→ **YOUR TASK**
Write out the complete material exactly as it stands.

→ **RECORD LIST**
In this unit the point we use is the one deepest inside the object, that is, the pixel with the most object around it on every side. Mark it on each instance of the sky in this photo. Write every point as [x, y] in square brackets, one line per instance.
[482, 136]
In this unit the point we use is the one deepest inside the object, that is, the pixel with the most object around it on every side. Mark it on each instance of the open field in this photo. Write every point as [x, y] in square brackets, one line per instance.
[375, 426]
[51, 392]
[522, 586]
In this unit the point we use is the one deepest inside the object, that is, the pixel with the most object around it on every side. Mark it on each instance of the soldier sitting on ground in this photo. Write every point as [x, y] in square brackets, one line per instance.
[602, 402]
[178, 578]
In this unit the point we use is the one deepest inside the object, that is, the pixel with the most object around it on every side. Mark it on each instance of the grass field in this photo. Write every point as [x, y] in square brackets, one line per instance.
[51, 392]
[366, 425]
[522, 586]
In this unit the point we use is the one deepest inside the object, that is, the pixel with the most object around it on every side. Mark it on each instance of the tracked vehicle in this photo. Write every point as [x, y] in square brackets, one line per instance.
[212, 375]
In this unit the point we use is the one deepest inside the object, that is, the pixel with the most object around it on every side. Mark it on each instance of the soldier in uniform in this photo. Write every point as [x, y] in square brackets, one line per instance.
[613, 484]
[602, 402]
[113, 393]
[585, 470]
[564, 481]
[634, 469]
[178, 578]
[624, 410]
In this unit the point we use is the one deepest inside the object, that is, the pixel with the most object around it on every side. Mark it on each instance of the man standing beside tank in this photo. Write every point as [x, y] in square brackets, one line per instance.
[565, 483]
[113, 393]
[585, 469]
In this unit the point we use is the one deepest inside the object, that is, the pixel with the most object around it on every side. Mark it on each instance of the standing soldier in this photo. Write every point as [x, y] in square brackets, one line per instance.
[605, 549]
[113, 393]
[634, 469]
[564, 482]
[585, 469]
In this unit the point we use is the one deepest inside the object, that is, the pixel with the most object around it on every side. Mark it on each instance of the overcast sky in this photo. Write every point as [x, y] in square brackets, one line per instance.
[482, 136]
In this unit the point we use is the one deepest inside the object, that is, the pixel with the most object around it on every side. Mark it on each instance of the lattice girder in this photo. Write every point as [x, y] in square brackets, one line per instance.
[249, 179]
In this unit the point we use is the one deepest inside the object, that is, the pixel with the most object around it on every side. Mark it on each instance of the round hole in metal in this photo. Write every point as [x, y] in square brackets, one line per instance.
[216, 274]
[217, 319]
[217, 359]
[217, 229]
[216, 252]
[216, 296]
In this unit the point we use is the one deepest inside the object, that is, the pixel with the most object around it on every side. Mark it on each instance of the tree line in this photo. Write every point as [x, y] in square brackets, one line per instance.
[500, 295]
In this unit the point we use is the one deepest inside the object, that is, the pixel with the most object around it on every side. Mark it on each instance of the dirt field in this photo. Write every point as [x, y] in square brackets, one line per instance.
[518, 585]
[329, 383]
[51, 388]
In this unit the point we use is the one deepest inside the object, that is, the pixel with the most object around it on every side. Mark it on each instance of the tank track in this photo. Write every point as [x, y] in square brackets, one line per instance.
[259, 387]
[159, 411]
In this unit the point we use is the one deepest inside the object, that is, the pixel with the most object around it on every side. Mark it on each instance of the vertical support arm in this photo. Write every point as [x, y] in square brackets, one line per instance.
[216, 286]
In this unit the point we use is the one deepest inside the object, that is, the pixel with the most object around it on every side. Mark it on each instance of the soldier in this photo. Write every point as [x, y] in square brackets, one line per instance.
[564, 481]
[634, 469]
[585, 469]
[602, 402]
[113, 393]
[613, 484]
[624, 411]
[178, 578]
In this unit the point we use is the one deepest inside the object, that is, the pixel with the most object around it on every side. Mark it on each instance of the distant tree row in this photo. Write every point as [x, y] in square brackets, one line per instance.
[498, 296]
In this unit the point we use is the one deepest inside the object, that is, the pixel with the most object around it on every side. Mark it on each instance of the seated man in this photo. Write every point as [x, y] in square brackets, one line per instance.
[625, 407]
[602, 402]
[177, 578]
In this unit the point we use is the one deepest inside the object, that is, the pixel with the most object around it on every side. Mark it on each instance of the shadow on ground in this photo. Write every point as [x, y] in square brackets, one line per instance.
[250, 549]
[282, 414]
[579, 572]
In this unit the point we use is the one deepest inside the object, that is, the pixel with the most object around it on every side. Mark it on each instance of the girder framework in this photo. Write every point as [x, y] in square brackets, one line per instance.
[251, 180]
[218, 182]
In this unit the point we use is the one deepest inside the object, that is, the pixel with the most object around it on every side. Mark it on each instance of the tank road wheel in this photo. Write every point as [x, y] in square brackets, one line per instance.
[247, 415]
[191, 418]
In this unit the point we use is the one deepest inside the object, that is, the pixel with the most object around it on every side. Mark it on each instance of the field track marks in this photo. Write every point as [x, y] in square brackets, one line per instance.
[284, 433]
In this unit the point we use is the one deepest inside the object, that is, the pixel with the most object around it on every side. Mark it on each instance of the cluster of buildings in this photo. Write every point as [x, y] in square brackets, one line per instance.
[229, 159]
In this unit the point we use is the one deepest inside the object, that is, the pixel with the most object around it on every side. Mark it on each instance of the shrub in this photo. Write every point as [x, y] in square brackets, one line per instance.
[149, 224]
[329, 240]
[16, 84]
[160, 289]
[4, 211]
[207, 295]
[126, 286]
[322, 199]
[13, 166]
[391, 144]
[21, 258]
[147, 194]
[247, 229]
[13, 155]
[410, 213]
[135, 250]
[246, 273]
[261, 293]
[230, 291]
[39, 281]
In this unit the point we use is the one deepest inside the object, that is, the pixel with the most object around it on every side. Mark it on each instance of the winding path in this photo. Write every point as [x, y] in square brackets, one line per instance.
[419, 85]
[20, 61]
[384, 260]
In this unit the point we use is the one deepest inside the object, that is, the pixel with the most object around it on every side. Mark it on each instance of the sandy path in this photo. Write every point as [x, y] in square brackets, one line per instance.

→ **ANSWER IN FULL**
In this unit the point we use is the one deepest inside the object, that is, the pixel with the most object around it on every side. Mark it on each instance of the sky in this photo. Write every point as [x, y] in square brackets, one line per instance.
[482, 136]
In this unit the point we use is the one deepest inside the object, that is, the pixel with the most object around it on every side. Mark it on each instance of the open field in this photo. Write every point as [x, y] in square brackets, one line per instance.
[375, 426]
[51, 392]
[522, 586]
In this unit the point we use is the one deepest inside the object, that is, the pixel with the most object around it on every side. Mark it on each instance of the soldier sitting on ground in this photo. Write every point as [x, y] in square brackets, one line per instance.
[602, 402]
[178, 578]
In this unit the point we use is the one deepest inside the object, that is, the pixel with the most object around it on every side. Mark it on each instance of the grass field in this photo. Write every point as [x, y] in square brackets, one line per instance.
[51, 392]
[366, 425]
[522, 586]
In this unit the point we use is the one deepest inside the object, that is, the pixel with the most object around it on every side. Mark it on each instance of the tracked vehicle in this photo. Write every point as [x, y] in square brackets, one line per instance.
[212, 375]
In this unit the point we use is the one deepest inside the object, that is, the pixel with the most object around it on every side. Mark it on each instance of the soldier in uniform in this photo. Write every point as [x, y] in square brackets, one line per instance.
[613, 484]
[602, 402]
[113, 393]
[585, 470]
[564, 481]
[634, 469]
[178, 578]
[624, 410]
In this unit the point we use is the one deepest inside the object, that is, the pixel with the most object around it on every side. Mark it on each instance of the man standing beside tank in this photo. Write every point as [x, y] in square brackets, one line per instance.
[565, 483]
[113, 393]
[585, 469]
In this unit the point we use is the one deepest inside the object, that is, the pixel with the most object around it on every side. Mark it on each instance of the standing soldier in this photo. Write every point as [x, y] in square brackets, one line per instance.
[605, 549]
[113, 393]
[634, 469]
[564, 482]
[585, 469]
In this unit the point we use is the one deepest inside the object, that is, the pixel with the most object around it on every side. Mark it on each instance of the overcast sky in this photo. Write every point as [x, y] in square brackets, one line per instance.
[482, 136]
In this unit the point we use is the one deepest inside the object, that is, the pixel with the most object around it on every side. Mark it on each instance of the lattice girder in this photo. Write every point as [x, y] in square brackets, one line per instance.
[249, 179]
In this unit the point we use is the one deepest inside the object, that is, the pixel with the most object around it on every side. Mark it on each instance of the round hole in metal in this photo. Write every point as [x, y] in square brackets, one line per instance.
[216, 274]
[217, 319]
[217, 359]
[217, 229]
[216, 252]
[216, 296]
In this unit the point we use is the one deepest inside the object, that is, the pixel with the most object around it on every side. Mark it on each instance of the tree line in this photo. Write every point as [x, y] in square brackets, one line per instance.
[500, 295]
In this unit the point we use is the one deepest inside the object, that is, the pixel with the most object around it on every side. Mark it on each instance of the dirt field in this photo. Write every point as [x, y] in square brackets, one line per instance.
[518, 585]
[329, 383]
[51, 388]
In this unit the point we use is the one deepest inside the object, that is, the pixel with the most object around it on every side. Mark it on each instance of the tank track in this photo. Write every point as [x, y] in square brackets, one line per instance.
[259, 387]
[159, 411]
In this unit the point we use is the one deepest inside the object, that is, the pixel with the most object around it on every side. Mark it on each instance of the vertical support arm in this photo. Write every point as [x, y] in square brackets, one line per instance.
[216, 286]
In this unit the point we use is the one deepest inside the object, that is, the pixel with the most object around it on every side. Mark it on each instance of the soldier in this photo. Write every point as [x, y] in square brackets, one line per instance.
[564, 481]
[634, 469]
[585, 469]
[602, 402]
[113, 393]
[613, 484]
[624, 411]
[178, 578]
In this unit the point we use is the one deepest inside the object, that is, the pixel with the most object around it on every side. Mark it on each instance of the distant tree row in this photo. Write every point as [x, y] in square brackets, one line per instance.
[498, 296]
In this unit the point we use is the one deepest inside the object, that is, the pixel with the most object around it on every side. Mark it on each instance of the seated man in this photo. Write every point as [x, y] in square brackets, one line per instance.
[625, 407]
[602, 402]
[177, 578]
In this unit the point we use is the one deepest inside the object, that is, the pixel with the most object around it on every side. Mark it on each instance of the shadow on ground in this photo. Write every point as [x, y] in square brackets, one line per instance.
[250, 549]
[282, 414]
[579, 572]
In this unit the point we use is the one deepest inside the object, that is, the pixel with the most object around it on every side. Mark it on each instance of the girder framework in this photo. Write every point as [x, y] in square brackets, one line per instance.
[251, 180]
[218, 182]
In this unit the point we use is the one deepest inside the object, that is, the pixel with the most object around it on every side. Mark it on each instance of the tank road wheel in this photo. Write every point as [x, y] in square brackets, one line per instance.
[247, 415]
[191, 418]
In this unit the point we use is the one deepest inside the object, that is, the pixel with the most object around it on every side. Mark it on each instance of the field track marks in this photo. Write every point as [x, y] in square brackets, one line per instance.
[284, 433]
In this unit the point we use is the one deepest inside the object, that is, the pixel with the most object around it on every side. Mark it on each instance of the cluster of buildings in this photo. Write every point as [x, y] in square brackets, one line per instance.
[229, 159]
In this unit the point we use is the one deepest inside the object, that is, the pixel with the most object around it on every side. Mark it on each instance of the shrub in this photo. Write every point as [x, y] in square brackets, one line per instance.
[149, 224]
[329, 240]
[16, 84]
[160, 289]
[4, 211]
[207, 295]
[126, 286]
[322, 199]
[13, 166]
[391, 144]
[21, 258]
[147, 194]
[247, 229]
[13, 155]
[410, 213]
[135, 250]
[246, 273]
[261, 293]
[230, 291]
[39, 281]
In this unit the point we use is the one deepest inside the object, that is, the pixel with the most object around it on every side. Mark it on each instance of the winding path in this photo. Write every point as [x, y] in square brackets, one line per instance.
[419, 85]
[20, 61]
[384, 260]
In this unit the point we use is the one deepest inside the object, that is, the pixel with the most object around it on every side. Mark it on each instance of the sandy path in this photo. Write every point as [x, y] in square brackets, one line per instance.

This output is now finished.